- HOW TO COMPLETE THIS TASK -
Output the records. Match them exactly.

*** Opening of DATA EXTRACT ***

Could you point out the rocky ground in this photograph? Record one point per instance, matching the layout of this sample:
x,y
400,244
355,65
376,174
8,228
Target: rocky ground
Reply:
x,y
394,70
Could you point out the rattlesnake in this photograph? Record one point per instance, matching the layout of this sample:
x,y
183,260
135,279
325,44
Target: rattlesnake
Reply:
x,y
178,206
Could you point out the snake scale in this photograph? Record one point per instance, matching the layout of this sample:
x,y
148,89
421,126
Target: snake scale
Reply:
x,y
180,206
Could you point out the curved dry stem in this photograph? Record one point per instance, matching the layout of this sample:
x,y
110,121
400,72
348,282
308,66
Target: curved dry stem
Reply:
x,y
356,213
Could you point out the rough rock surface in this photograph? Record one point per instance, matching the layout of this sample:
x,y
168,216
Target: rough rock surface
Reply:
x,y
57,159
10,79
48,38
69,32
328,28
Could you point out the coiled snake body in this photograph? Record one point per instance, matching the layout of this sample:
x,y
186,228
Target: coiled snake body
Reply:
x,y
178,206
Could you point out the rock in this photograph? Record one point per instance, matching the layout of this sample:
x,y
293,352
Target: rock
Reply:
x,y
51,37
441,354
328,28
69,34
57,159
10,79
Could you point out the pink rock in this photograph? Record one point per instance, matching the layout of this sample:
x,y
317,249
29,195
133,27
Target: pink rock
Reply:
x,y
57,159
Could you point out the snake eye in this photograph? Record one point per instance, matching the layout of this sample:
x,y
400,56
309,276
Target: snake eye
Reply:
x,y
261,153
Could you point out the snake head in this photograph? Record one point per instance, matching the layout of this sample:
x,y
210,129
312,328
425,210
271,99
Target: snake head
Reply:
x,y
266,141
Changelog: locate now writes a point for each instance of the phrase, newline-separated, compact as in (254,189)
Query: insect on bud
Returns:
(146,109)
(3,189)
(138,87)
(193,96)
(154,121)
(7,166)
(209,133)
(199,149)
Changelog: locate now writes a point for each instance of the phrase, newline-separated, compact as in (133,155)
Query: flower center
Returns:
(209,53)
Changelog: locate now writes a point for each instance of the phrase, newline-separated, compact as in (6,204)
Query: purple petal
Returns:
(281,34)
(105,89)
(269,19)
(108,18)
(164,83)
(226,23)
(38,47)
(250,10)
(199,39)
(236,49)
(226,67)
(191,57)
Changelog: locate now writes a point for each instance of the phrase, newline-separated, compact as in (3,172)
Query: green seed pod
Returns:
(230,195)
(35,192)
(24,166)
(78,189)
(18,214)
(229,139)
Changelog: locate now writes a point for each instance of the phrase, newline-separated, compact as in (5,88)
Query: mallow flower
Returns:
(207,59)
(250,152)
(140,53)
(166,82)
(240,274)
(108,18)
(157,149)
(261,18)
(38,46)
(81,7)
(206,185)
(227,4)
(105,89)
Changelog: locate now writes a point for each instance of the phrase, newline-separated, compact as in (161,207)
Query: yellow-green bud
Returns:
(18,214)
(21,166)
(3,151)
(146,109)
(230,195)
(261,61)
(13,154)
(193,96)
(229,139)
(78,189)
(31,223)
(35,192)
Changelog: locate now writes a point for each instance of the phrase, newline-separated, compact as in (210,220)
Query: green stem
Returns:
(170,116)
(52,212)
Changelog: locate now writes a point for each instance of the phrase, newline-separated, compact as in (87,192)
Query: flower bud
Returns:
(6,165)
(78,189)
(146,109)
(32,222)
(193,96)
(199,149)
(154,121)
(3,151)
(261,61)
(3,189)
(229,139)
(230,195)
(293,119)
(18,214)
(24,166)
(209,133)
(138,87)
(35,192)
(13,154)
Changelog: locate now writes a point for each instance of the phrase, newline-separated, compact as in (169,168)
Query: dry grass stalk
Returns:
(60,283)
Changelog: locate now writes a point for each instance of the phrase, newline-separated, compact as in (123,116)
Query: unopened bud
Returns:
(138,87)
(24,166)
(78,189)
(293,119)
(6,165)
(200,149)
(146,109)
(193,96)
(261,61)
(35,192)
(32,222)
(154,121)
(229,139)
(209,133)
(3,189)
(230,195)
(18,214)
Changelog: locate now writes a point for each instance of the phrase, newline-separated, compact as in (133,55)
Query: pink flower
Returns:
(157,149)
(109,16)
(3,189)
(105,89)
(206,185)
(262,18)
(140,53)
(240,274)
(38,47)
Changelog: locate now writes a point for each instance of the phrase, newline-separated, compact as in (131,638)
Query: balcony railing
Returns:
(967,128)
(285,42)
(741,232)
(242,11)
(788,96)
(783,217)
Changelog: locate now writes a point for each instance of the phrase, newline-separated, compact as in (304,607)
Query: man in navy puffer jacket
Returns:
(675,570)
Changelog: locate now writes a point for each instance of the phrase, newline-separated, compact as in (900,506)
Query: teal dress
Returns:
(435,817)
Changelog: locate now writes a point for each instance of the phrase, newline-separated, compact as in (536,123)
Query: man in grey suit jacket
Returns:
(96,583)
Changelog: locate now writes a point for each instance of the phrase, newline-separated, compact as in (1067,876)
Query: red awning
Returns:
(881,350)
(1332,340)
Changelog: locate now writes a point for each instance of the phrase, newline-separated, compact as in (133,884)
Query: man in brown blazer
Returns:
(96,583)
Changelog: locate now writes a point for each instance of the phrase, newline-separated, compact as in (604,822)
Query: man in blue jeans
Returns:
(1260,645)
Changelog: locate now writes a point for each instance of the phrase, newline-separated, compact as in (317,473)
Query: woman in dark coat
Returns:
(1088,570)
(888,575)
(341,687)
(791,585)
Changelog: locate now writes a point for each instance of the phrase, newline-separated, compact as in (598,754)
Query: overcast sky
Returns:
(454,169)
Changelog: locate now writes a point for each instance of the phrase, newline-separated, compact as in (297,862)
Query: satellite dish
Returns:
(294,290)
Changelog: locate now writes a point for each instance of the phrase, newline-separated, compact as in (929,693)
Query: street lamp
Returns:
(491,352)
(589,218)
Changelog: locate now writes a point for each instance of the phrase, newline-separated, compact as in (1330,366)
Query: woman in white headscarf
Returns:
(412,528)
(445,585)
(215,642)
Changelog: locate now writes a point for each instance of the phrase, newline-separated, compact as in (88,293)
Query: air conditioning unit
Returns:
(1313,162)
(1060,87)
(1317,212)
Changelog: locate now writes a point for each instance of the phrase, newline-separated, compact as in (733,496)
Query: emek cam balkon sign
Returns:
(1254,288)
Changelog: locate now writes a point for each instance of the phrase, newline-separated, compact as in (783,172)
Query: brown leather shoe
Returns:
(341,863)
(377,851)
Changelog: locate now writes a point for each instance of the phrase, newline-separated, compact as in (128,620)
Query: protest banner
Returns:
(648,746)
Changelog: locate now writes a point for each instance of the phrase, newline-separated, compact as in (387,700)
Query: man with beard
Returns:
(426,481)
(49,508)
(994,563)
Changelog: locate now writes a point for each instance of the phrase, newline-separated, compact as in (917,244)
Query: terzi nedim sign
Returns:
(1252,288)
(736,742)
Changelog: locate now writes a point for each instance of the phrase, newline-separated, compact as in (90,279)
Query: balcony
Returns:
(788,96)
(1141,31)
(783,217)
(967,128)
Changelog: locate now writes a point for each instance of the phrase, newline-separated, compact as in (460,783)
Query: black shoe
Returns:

*** Close of DATA EXTRACT ***

- FINISHED TASK -
Could you point out the rocky ground in this photograph? Record one point per instance, matching the layout of this sample:
x,y
400,244
355,65
376,174
8,228
Target: rocky ground
Reply:
x,y
394,70
Could you point out the rattlesnake in this photograph? Record one point per instance, matching the layout of this sample:
x,y
183,260
135,279
325,44
Target: rattlesnake
Reply:
x,y
178,206
Could you point out the snake scale in this photograph? Record one point per instance, matching the layout of this sample:
x,y
148,89
421,126
Target: snake scale
Reply:
x,y
180,206
Could you point out the curved dry stem in this photograph? Record one point per instance, matching the layout of this sample:
x,y
110,121
400,72
348,282
308,66
Target: curved dry stem
Reply:
x,y
356,213
Could you point out the rough rock surface in this photograph? Record one point per instance, matching the layout of this sample:
x,y
168,216
Target: rough rock surface
Reply:
x,y
57,159
10,79
48,38
69,32
328,28
Could you point out the coiled snake body in this photograph? Record one point per instance, matching the layout of this sample:
x,y
186,228
Target: coiled snake body
Reply:
x,y
178,206
Could you point out the rock in this photograph? Record one point per instance, matching the layout of this sample:
x,y
293,352
Target: rock
Reply:
x,y
51,37
441,354
328,28
69,34
57,159
10,79
Could you point out the pink rock in this photograph? Record one point per instance, matching the layout of this sample:
x,y
317,249
29,195
133,27
Target: pink rock
Reply:
x,y
57,159
Could you point out the snake eye in this photograph? Record one point per instance, matching the layout of this sample:
x,y
400,56
309,276
Target: snake eye
Reply:
x,y
261,153
Could you point out the snake head in this photograph? Record one point per instance, matching the layout of this sample:
x,y
210,129
312,328
425,210
271,99
Target: snake head
Reply:
x,y
266,141
Changelog: locate now writes a point for each instance of the phrase, newline-separated, compact as in (254,189)
Query: insect on bud
Returns:
(146,109)
(3,189)
(138,87)
(193,96)
(154,121)
(7,166)
(209,133)
(199,149)
Changelog: locate now writes a point for each instance of the phrase, newline-separated, compact as in (133,155)
Query: flower center
Returns:
(209,53)
Changelog: locate now writes a point for each instance of the phrase, newline-separated, compact as in (6,204)
Query: purple petal
Returns:
(281,34)
(105,89)
(269,19)
(108,18)
(164,83)
(226,23)
(38,47)
(250,10)
(199,39)
(236,49)
(226,67)
(191,57)
Changelog: locate now writes a point for each instance of the phrase, newline-separated, compact as in (3,172)
Query: green seed pod
Returns:
(230,195)
(35,192)
(24,166)
(78,189)
(18,214)
(229,139)
Changelog: locate now writes a point for each instance of the phrase, newline-separated, compact as in (5,88)
Query: mallow flower
Returns:
(207,59)
(250,152)
(140,53)
(166,82)
(240,274)
(108,18)
(157,149)
(261,18)
(38,46)
(81,7)
(206,185)
(227,4)
(105,89)
Changelog: locate now writes a point for each instance of the phrase, newline-separated, compact as in (161,207)
Query: yellow-green bud
Returns:
(18,214)
(21,166)
(3,151)
(146,109)
(230,195)
(261,61)
(13,154)
(193,96)
(229,139)
(78,189)
(31,223)
(35,192)
Changelog: locate now writes a point for each instance of the phrase, newline-separated, compact as in (210,220)
Query: green stem
Returns:
(170,116)
(52,212)
Changelog: locate now writes a point for each instance of the phrase, newline-separated, compact as in (87,192)
Query: flower bud
Returns:
(6,165)
(78,189)
(146,109)
(32,222)
(193,96)
(199,149)
(154,121)
(3,151)
(261,61)
(3,189)
(229,139)
(230,195)
(293,119)
(18,214)
(24,166)
(209,133)
(138,87)
(35,192)
(13,154)
Changelog: locate now writes a point for each instance of the phrase, newline-separated, compact as in (169,168)
Query: dry grass stalk
Returns:
(60,283)
Changelog: locate now writes a point for each instance of the phrase, newline-separated, compact as in (123,116)
Query: unopened bud
Returns:
(138,87)
(24,166)
(78,189)
(293,119)
(6,165)
(200,149)
(146,109)
(193,96)
(261,61)
(35,192)
(32,222)
(154,121)
(229,139)
(209,133)
(3,189)
(230,195)
(18,214)
Changelog: locate now writes a point for each instance of the phrase, newline-separated, compact as in (133,55)
Query: pink flower
Returns:
(157,149)
(109,16)
(3,189)
(105,89)
(206,185)
(262,18)
(140,53)
(240,274)
(38,47)
Changelog: locate now writes a point for each instance of the phrase, newline-separated, compact as in (131,638)
Query: balcony railing
Returns:
(967,128)
(285,42)
(741,232)
(242,11)
(788,96)
(783,217)
Changelog: locate now writes a point for each instance of the phrase, newline-separated, compact as in (304,607)
Query: man in navy puffer jacket
Returns:
(675,570)
Changelog: locate now writes a point for each instance of the phrase, newline-separated, compact as in (900,506)
Query: teal dress
Returns:
(435,817)
Changelog: locate now writes a point for each instance of the phrase, newline-separated, compact as in (536,123)
Query: man in grey suit jacket
Returns:
(96,583)
Changelog: locate now writes a point for each instance of the phrase, newline-separated, compact as in (1067,876)
Query: red awning
Returns:
(881,350)
(1332,340)
Changelog: locate now writes a point for each instance of the phrase, newline-separated, compact as in (133,884)
Query: man in brown blazer
Returns:
(96,583)
Changelog: locate now writes a point for each instance of the phrase, newline-separated, compact as in (604,822)
Query: man in blue jeans
Returns:
(1260,645)
Changelog: locate now writes a point for each instance of the phrase, newline-separated, compact as in (317,473)
Query: woman in dark coat
Returns:
(1088,570)
(888,575)
(341,687)
(791,585)
Changelog: locate now writes a point for each instance of the phrase, newline-separated, compact as in (598,754)
Query: overcast sky
Returns:
(454,169)
Changelog: locate now writes a point for each instance of the phrase, newline-separated, compact as in (297,862)
Query: satellite dish
Returns:
(294,290)
Changelog: locate now writes a point for each instance of the phrase, newline-separated, compact as in (929,693)
Query: street lamp
Returns:
(491,352)
(589,218)
Changelog: locate now writes a point for each instance of the phrase, newline-separated, compact as in (1330,366)
Query: woman in white headscarf
Returns:
(412,528)
(445,585)
(215,642)
Changelog: locate now writes a point for each instance of the phrase, newline-separated, compact as in (88,293)
Query: air conditioning unit
Returns:
(1313,162)
(1060,87)
(1317,212)
Changelog: locate now writes a point for each instance of the phrase, newline-separated, compact as in (733,496)
Query: emek cam balkon sign
Returns:
(1254,288)
Changelog: locate now writes a point for each instance of the phrase, newline-separated, compact as in (783,172)
Query: brown leather shoe
Returns:
(341,863)
(377,851)
Changelog: locate now writes a point for each instance of the phrase, newline-separated, compact as in (128,620)
Query: protest banner
Returns:
(648,746)
Changelog: locate now writes a point for each instance of the phrase, newline-separated, compact as in (387,700)
Query: man with beard
Returns:
(426,481)
(49,508)
(994,563)
Changelog: locate now writes a point for each instance of the phrase, newline-separated, compact as in (917,244)
Query: terzi nedim sign
Returns:
(1252,288)
(736,742)
Changelog: locate now writes a point for each instance of the phrase, newline-separated, compact as in (90,279)
Query: balcony
Returns:
(788,96)
(1141,31)
(783,217)
(967,128)
Changelog: locate now writes a point for each instance of the phrase, newline-separated, compact as in (460,783)
Query: black shoe
Returns:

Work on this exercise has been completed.